§ Set problem 1
Say whether each statement agrees with the ABGA registration thread, answering yes or no and quoting the deciding words from it: (a) A goat with red legs and a white body and head still counts as traditional. (b) ABGA now asks people to put "Caped" for traditional colored goats. (c) Baseball-size red patches on a goat's sides make it a paint.
§ Set problem 2
Pick up the ABGA registration thread after its last sentence and keep it going.

§ Page excerpt
# ABGA registrations



## llazykllamas (Dec 20, 2012)

I'm trying to do registration papers and have some questions as to what to put in the description of the animal:

What constitutes a 'Traditional' pattern? - Can a 'Traditional' be red OR black - or must it be red? 

If an animal has a red head (or a cape), but has red colored feet - Is that still a traditional? 

How much color does an animal need to be considered a 'paint'? 

What is the difference between a red (or black) 'cape' vs. 'head'. 

--Penni


----------



## nancy d (Oct 5, 2007)

Traditional or Correct (interchangeable descriptions) is anything with a white body & red or brown head. Even if it has coloring/markings on a leg or two.
At the left here, my boy's papers say Traditional but nothing about his black head & cape.


----------



## Crossroads Boers (Feb 19, 2011)

Hi Penni! 

A traditional goat is white with a red head, black head or any colored head as long as the body is fully white. ABGA is now asking people to put "Correct" for traditional colored goats for the color pattern, but traditional still works too.  

If the goat has red legs and a white body and head it is still considered traditional, or correct. 

If there is a BIG patch of red anywhere above the goat's legs, it is considered a paint color. I usually just eyeball what is considered a paint and usually it is easy to tell, but sometimes goats will have baseball size patches of red on their sides or back and that is still considered traditional. 

If the goat just has a red tail, people usually put "Correct, red tail" for color. 

A cape is just more red on the neck/side than normal. The first goat here is traditional, the 2nd is caped. If you're not sure if the goat is caped or correct, correct would be just fine to use.


----------



## nancy d (Oct 5, 2007)

Great explanation Victoria, was counting on you to describe Paint. Thanks for the heads up on Correct.

By the way, the buck she has pictured is my buck's sire.


----------



## toth boer goats (Jul 20, 2008)

I agree.

You can make a short description if they have a sock or a spot ect. 
They allow you so much room to describe it.


----------



## spidy1 (Jan 9, 2014)

Would a basket ball size spot on the belly/udders be considered paint? How big is big, or how big does the spot have to be to consider it paint?

§ Material
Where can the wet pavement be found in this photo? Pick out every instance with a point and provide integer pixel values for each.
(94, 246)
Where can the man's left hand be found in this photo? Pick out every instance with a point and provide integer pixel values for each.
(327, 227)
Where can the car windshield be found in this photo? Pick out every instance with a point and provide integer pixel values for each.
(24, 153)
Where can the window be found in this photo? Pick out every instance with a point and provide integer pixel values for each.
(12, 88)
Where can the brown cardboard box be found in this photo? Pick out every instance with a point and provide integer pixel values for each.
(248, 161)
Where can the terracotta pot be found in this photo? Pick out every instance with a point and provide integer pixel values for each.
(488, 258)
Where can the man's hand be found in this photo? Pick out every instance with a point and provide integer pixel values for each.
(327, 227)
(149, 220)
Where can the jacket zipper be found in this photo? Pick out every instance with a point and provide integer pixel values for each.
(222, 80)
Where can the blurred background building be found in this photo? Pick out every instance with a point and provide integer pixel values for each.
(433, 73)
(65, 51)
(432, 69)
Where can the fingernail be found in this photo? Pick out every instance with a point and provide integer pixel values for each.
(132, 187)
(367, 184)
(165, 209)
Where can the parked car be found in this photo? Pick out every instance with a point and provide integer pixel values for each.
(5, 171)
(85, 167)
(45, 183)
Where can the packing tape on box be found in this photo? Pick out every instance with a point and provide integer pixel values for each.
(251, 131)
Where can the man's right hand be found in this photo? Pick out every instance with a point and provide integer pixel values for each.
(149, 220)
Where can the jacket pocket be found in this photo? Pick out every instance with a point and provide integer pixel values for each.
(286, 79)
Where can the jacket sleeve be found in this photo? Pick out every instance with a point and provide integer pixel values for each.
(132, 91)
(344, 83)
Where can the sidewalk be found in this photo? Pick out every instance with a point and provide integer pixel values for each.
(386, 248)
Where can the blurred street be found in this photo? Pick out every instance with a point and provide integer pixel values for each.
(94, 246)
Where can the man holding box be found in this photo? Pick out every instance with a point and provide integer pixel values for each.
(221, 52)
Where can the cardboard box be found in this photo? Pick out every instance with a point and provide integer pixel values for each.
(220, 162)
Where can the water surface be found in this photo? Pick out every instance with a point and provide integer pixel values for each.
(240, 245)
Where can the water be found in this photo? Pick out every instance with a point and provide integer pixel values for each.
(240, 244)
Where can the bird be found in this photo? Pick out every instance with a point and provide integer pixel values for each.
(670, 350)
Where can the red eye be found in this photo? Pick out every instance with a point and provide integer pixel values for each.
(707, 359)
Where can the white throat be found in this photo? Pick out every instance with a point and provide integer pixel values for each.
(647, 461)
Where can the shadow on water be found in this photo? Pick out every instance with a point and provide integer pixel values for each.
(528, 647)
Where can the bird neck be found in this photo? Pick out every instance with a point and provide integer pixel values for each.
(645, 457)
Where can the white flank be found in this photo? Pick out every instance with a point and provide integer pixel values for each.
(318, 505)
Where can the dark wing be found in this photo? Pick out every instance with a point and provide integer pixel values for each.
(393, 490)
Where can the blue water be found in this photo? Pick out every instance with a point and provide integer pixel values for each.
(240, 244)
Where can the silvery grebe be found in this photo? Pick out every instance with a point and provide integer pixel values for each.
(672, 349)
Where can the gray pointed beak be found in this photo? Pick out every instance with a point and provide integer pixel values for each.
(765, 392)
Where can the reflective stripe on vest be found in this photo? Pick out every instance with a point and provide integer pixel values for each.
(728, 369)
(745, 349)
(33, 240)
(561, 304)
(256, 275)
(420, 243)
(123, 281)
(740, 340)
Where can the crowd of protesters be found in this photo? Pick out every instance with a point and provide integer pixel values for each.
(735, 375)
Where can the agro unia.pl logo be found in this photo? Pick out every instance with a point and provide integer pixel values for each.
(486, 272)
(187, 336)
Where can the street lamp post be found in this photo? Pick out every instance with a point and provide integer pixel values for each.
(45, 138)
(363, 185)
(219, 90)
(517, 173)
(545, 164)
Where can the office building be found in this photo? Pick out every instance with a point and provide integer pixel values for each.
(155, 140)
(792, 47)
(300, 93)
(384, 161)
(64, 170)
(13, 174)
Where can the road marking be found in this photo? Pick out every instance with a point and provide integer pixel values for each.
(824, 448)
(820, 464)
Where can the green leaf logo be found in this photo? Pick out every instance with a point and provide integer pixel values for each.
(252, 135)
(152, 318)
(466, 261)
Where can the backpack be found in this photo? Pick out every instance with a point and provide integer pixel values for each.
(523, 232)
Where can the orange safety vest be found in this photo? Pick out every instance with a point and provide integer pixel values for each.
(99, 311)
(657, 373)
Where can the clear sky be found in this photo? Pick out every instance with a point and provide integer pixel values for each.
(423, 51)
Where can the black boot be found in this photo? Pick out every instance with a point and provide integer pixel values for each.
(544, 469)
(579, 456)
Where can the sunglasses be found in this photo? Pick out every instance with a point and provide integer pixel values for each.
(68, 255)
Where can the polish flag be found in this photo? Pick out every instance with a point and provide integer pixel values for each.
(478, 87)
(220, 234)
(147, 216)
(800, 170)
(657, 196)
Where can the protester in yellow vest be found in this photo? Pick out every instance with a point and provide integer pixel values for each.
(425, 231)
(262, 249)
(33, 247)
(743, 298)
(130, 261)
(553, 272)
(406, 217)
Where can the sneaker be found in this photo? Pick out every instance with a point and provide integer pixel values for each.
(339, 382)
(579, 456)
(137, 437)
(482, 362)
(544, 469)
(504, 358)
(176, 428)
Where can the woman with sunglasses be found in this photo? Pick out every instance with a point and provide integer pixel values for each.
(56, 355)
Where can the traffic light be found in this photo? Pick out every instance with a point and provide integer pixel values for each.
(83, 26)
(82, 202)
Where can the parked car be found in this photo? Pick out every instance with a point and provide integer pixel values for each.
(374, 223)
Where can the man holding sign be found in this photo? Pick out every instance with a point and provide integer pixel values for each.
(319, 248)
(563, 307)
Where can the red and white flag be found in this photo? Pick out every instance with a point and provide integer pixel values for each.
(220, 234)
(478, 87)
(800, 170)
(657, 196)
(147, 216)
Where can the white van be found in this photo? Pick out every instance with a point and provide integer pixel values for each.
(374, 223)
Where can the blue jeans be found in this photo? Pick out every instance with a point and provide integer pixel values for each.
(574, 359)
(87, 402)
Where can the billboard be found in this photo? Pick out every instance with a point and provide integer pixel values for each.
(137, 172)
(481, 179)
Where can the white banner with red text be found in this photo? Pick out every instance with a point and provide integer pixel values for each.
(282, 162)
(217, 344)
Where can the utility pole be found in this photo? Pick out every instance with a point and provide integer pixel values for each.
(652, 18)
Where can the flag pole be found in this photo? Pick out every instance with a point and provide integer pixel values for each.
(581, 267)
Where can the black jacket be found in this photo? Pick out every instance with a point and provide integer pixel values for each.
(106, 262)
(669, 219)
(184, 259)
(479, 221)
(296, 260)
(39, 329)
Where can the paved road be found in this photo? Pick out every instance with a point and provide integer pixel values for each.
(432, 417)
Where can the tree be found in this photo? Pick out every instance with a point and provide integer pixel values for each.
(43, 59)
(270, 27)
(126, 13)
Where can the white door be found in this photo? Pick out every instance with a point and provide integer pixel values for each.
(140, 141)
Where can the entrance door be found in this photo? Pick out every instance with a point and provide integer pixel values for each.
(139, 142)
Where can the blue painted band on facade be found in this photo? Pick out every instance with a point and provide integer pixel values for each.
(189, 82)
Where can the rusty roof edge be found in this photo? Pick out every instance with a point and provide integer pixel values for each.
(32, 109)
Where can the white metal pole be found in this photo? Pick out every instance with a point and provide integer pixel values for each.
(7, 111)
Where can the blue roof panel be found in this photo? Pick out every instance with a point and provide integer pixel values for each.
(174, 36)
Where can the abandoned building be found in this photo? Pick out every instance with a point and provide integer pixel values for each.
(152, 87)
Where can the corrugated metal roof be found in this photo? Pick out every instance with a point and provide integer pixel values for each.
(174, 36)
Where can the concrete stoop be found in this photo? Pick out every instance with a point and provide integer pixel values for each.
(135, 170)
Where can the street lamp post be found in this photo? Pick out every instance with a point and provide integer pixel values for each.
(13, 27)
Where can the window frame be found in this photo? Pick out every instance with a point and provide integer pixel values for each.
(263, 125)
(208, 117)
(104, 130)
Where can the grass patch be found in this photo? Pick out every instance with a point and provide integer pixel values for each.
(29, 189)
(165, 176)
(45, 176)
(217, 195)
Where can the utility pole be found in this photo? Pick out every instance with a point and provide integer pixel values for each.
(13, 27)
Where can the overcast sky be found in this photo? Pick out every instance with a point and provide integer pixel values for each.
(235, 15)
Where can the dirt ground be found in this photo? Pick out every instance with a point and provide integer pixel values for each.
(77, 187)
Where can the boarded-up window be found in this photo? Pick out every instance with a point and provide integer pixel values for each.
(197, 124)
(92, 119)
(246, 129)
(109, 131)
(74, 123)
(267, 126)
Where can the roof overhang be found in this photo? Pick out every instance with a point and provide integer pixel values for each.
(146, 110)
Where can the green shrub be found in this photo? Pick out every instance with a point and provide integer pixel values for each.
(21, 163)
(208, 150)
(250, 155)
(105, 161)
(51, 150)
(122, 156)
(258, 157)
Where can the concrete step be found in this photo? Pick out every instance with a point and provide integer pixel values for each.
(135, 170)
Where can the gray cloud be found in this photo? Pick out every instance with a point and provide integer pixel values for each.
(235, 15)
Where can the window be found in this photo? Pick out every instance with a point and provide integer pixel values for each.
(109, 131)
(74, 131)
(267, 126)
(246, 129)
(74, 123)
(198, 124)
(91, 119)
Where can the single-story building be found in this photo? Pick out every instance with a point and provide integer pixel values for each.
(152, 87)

§ Exercise result 1
(a) Yes: "If the goat has red legs and a white body and head it is still considered traditional, or correct."
(b) No: "ABGA is now asking people to put "Correct" for traditional colored goats for the color pattern"
(c) No: "sometimes goats will have baseball size patches of red on their sides or back and that is still considered traditional."

§ Exercise result 2
----------



## chelsboers (Mar 25, 2010)

spidy1 said:


> Would a basket ball size spot on the belly/udders be considered paint? How big is big, or how big does the spot have to be to consider it paint?


If she had a red head I would consider that traditional/correct with spot on belly. I consider anything with at least 50% of its body colored to be paint. The doe in my avatar says black with white belly band. She would technically be paint though.


----------



## spidy1 (Jan 9, 2014)

Ok, that helps.


----------



## Crossroads Boers (Feb 19, 2011)

Yeah, so if the red isn't in an obvious spot (like the belly or udder), I'd just put "Correct w/ red *whatever*"


----------



## spidy1 (Jan 9, 2014)

It's a obvious spot covering entire the under side of her back leg and udder and almost going over her flank.


----------



## nancy d (Oct 5, 2007)

Honestly, a general, brief description is all that is needed. The color or paint police wont arrest you.


----------



## Crossroads Boers (Feb 19, 2011)

Yeah, it's really not a big deal. Just a short description is all they need.  I've seen color descriptions that are so long it's almost funny, so just do your best and it will be fine!


----------



## spidy1 (Jan 9, 2014)

She's not registered, but I'm just curious what to call her! What do you think...


----------



## Jessica84 (Oct 27, 2011)

If she is a red head and only has that spot I would say she is correct.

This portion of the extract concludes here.